Given instruction:
Copy the records from the line containing "search: utility pole" through the end of the records, replacing "JSON array" with "JSON list" and leaving everything else unchanged.
--- START OF Material provided ---
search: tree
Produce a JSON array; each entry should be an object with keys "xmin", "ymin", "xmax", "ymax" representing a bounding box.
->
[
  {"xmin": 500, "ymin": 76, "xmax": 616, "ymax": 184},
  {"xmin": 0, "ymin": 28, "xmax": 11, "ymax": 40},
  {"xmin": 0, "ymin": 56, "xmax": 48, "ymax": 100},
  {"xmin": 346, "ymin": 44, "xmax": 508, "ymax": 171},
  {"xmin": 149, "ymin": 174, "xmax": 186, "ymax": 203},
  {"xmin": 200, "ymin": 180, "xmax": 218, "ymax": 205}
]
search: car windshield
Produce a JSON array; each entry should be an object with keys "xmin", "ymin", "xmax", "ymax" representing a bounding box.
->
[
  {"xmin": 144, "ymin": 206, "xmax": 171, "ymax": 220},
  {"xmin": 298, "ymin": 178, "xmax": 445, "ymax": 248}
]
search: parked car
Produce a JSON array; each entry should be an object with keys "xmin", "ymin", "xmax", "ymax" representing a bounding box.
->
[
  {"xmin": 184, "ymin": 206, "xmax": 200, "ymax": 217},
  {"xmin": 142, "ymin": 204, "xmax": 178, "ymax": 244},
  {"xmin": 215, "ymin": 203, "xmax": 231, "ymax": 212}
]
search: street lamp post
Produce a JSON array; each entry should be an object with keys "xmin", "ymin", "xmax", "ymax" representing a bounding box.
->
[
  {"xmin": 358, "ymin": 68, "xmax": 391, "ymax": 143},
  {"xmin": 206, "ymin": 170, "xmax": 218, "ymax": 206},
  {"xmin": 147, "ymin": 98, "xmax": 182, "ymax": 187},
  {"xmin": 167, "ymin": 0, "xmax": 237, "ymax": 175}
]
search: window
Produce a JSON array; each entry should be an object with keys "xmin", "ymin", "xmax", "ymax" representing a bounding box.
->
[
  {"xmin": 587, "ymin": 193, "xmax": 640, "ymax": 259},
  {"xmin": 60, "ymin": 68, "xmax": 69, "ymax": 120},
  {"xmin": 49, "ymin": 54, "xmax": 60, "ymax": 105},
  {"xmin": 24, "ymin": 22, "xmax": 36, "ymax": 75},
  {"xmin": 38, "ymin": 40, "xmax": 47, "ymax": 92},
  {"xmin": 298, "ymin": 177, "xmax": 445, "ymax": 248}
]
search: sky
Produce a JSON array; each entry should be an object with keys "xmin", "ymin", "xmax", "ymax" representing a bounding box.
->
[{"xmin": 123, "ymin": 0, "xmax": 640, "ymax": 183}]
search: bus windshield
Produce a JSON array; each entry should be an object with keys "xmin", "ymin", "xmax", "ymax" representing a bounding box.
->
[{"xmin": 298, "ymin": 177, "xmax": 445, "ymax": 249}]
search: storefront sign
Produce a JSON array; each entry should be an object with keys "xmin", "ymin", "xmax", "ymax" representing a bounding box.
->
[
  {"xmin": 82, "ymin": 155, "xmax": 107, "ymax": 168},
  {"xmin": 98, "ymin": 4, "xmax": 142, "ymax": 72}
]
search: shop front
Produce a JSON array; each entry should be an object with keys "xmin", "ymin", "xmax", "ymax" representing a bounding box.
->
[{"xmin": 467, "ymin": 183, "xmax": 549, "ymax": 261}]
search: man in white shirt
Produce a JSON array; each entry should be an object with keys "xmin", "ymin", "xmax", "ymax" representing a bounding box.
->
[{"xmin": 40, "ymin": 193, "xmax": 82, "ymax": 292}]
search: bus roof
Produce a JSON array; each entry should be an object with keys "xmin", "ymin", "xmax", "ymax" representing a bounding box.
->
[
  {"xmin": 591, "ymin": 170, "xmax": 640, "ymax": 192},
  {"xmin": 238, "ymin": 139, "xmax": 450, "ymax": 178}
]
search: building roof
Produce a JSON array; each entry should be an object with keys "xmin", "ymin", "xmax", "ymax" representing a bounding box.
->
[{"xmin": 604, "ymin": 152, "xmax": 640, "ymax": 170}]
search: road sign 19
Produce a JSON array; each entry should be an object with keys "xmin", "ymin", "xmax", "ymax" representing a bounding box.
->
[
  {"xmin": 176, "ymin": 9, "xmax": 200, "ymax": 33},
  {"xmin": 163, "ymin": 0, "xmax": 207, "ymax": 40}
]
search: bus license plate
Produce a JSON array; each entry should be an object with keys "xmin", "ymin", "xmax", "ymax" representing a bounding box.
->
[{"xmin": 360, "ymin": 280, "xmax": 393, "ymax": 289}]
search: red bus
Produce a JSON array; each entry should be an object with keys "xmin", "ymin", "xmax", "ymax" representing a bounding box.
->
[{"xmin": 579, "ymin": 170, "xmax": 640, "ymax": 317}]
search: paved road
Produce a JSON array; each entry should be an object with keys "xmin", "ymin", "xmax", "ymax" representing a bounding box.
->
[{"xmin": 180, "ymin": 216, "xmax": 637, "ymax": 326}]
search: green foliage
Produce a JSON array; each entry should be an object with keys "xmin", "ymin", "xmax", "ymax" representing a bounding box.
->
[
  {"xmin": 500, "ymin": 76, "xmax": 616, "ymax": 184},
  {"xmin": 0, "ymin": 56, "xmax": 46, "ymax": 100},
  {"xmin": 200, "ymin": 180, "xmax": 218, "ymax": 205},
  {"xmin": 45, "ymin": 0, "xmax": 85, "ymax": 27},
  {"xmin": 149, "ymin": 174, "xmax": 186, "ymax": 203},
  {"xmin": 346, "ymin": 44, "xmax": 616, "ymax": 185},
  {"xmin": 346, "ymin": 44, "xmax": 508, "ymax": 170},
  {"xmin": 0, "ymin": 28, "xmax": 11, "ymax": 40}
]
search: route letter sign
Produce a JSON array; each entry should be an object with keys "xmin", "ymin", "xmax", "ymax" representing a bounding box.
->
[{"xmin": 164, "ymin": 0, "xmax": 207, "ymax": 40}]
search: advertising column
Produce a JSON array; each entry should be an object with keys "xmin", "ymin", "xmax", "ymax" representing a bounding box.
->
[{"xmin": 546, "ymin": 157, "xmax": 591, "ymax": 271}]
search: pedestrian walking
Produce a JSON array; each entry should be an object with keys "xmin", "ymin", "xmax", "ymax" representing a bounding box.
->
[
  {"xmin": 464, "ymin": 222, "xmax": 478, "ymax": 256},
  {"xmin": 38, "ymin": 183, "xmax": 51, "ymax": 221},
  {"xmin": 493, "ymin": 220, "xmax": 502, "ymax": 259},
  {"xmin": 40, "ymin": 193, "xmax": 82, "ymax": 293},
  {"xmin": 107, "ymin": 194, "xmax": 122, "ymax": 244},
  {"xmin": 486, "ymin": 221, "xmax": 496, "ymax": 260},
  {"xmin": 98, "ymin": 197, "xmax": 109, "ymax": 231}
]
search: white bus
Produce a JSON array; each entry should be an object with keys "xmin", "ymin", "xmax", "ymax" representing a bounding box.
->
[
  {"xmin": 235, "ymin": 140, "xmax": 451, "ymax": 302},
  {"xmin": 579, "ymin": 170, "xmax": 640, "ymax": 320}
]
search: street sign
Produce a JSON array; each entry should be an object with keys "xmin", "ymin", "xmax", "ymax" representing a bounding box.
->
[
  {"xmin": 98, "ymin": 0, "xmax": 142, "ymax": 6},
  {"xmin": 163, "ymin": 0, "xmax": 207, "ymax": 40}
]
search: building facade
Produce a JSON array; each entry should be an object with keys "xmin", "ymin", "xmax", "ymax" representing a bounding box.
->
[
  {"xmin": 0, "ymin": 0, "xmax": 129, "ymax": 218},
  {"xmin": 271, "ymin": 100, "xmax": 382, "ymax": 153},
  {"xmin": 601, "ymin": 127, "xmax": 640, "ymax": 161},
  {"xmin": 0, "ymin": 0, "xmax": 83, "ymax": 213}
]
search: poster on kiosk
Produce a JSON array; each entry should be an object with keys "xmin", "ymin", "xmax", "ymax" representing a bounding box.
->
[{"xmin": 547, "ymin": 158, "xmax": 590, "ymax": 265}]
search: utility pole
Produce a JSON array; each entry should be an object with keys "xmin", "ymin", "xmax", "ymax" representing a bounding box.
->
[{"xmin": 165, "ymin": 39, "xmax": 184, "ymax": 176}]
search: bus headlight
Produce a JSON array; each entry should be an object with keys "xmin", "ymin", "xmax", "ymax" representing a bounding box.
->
--- END OF Material provided ---
Final result:
search: utility pole
Produce a JSON list; each entry should be an object with keys "xmin", "ymin", "xmax", "ymax" representing a bounding box.
->
[{"xmin": 165, "ymin": 39, "xmax": 184, "ymax": 176}]
search: bus headlight
Produce a JSON list; each entry should be an object with keys "xmin", "ymin", "xmax", "ymax" representing a bounding box.
->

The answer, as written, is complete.